• What is required:
Could you copy the records below line for line, changing nothing?

[Excerpts from location labeling data]
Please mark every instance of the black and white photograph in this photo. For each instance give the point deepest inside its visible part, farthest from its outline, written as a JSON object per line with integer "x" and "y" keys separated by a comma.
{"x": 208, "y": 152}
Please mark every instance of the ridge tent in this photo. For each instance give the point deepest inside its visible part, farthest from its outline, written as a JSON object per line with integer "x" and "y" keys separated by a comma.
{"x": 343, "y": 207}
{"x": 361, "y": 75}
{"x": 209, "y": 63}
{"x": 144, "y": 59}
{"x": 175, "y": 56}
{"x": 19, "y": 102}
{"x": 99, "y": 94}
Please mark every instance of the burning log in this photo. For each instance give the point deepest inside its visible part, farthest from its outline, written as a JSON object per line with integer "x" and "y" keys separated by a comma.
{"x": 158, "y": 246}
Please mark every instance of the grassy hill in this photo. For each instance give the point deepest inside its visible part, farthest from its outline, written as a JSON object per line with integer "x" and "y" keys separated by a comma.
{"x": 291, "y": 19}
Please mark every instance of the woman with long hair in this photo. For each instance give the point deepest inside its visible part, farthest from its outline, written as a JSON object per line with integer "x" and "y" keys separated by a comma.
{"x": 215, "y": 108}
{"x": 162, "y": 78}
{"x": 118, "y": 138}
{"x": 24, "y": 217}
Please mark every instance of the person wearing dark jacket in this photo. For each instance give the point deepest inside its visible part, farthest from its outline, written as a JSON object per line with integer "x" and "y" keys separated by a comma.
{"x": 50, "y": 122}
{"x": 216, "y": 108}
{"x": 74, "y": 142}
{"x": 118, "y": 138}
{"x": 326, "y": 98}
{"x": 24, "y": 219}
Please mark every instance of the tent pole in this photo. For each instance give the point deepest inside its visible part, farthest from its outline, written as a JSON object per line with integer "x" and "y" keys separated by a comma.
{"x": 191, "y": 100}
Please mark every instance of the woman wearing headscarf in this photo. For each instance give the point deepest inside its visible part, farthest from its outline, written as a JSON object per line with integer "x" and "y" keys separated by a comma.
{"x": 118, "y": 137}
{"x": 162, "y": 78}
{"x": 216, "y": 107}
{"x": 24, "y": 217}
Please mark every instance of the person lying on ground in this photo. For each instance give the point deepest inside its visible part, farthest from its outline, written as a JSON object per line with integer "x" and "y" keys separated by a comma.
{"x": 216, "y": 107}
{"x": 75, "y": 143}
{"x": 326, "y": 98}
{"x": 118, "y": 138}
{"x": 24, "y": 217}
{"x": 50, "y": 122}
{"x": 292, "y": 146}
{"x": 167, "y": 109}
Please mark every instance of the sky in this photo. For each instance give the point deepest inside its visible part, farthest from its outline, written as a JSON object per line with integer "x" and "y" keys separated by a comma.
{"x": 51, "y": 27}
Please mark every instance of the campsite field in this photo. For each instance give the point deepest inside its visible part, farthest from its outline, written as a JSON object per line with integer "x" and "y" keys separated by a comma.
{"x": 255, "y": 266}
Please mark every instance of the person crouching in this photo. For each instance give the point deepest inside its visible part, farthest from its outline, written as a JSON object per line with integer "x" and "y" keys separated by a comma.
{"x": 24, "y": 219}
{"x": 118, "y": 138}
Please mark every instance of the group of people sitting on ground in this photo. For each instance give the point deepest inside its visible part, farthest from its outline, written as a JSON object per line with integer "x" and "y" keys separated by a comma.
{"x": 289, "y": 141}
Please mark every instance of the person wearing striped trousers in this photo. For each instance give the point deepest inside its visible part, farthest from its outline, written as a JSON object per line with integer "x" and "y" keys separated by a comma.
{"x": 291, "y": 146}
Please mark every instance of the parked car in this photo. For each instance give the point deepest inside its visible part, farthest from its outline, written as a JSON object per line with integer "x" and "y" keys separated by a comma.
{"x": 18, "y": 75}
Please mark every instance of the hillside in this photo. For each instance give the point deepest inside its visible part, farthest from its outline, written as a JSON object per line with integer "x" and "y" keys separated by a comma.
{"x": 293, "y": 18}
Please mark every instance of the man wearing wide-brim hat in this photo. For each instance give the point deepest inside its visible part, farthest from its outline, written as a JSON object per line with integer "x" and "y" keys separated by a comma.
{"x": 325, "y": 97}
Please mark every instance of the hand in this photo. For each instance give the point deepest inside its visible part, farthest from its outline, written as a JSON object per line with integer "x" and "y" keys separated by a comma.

• Correct result:
Please mark every instance of the black and white photograph in this photo. For each instance give the point deepest inside its visible part, farthest from its outline, written as a JSON object per line with integer "x" and "y" keys separated by a comma.
{"x": 208, "y": 152}
Please mark every instance of the ridge tent in this photo. For each instance give the point deepest inside its visible part, farthest from its outline, written as a JSON object per line with integer "x" and "y" keys separated by a comma.
{"x": 343, "y": 207}
{"x": 361, "y": 75}
{"x": 209, "y": 63}
{"x": 144, "y": 59}
{"x": 175, "y": 56}
{"x": 19, "y": 102}
{"x": 99, "y": 94}
Please mark every instance of the burning log in this photo. For each instance give the point deepest inside its visible part, farthest from its outline, written as a JSON object per line with integer "x" and "y" keys separated by a comma.
{"x": 158, "y": 246}
Please mark every instance of the grassy hill in this photo. For each instance give the point deepest inside its visible part, farthest from its outline, written as a JSON object per line with integer "x" and "y" keys separated by a comma.
{"x": 291, "y": 19}
Please mark every instance of the woman with long hair in this photo. For each instance give the point deepest inside its visible part, farthest from its outline, written as a JSON object per line with integer "x" and "y" keys separated by a comma.
{"x": 215, "y": 108}
{"x": 162, "y": 78}
{"x": 118, "y": 138}
{"x": 24, "y": 217}
Please mark every instance of the person wearing dark jacket in this photo. For each instance give the point deepest inside its visible part, farthest from its outline, written as a JSON object per line with integer "x" and "y" keys separated by a comma.
{"x": 50, "y": 122}
{"x": 216, "y": 108}
{"x": 74, "y": 142}
{"x": 118, "y": 138}
{"x": 326, "y": 98}
{"x": 24, "y": 219}
Please mark every instance of the tent pole in this photo. For each instance give the point deepest inside its visible part, farthest from its outline, written as a JSON object per line with integer "x" and "y" keys separated by a comma.
{"x": 191, "y": 100}
Please mark every instance of the woman wearing headscarf in this photo. For each instance give the point deepest inside its visible part, farthest from its outline, written as a JSON object per line with integer "x" and "y" keys separated by a comma.
{"x": 118, "y": 137}
{"x": 162, "y": 78}
{"x": 216, "y": 107}
{"x": 24, "y": 217}
Please mark every instance of the person lying on ground in this photo. For each instance give the point deepest inside its visible part, farthest from its outline, written as a JSON object per line with integer "x" and "y" keys separated by a comma.
{"x": 216, "y": 107}
{"x": 75, "y": 143}
{"x": 326, "y": 98}
{"x": 118, "y": 138}
{"x": 24, "y": 217}
{"x": 50, "y": 122}
{"x": 292, "y": 146}
{"x": 167, "y": 109}
Please mark every instance of the sky in this photo. For each instance give the point deepest inside its visible part, farthest from its outline, written as a JSON object per line with integer "x" and "y" keys separated by a comma.
{"x": 51, "y": 27}
Please mark every instance of the campsite field in this photo. For each instance give the point deepest inside its visible part, farthest from its outline, written as a JSON object per line with integer "x" and "y" keys separated by a comma.
{"x": 255, "y": 266}
Please mark every instance of the person crouching in this photo. For each instance give the point deepest inside its visible part, farthest from its outline, written as a JSON object per line with integer "x" and "y" keys separated by a comma.
{"x": 24, "y": 219}
{"x": 118, "y": 138}
Please mark every instance of the group of people sitting on ground in this photo. For each instance give the point deepest inside its visible part, farthest from its outline, written as a JSON object per line with integer "x" and "y" keys separated by a comma.
{"x": 289, "y": 141}
Please mark every instance of the person wearing striped trousers in this photo. For each instance give the point deepest inside its visible part, farthest from its outline, written as a JSON object per line with integer "x" and "y" keys separated by a comma.
{"x": 291, "y": 146}
Please mark every instance of the parked car in this photo. For each instance give the point deepest inside its visible part, farthest from its outline, written as a JSON object per line with integer "x" and "y" keys separated by a comma.
{"x": 18, "y": 75}
Please mark every instance of the hillside in this photo. For each instance give the point deepest inside its visible part, farthest from its outline, written as a JSON object per line with integer "x" and "y" keys separated by a comma.
{"x": 293, "y": 18}
Please mark every instance of the man wearing wide-brim hat in this photo. For each instance give the point deepest inside its visible part, farthest from its outline, written as a JSON object per line with integer "x" and "y" keys separated by a comma.
{"x": 325, "y": 97}
Please mark every instance of the hand in this photo. For each instance give the point deepest inside its visible part, farthest from its outline, written as a JSON object per line with integer "x" and "y" keys separated by a comma.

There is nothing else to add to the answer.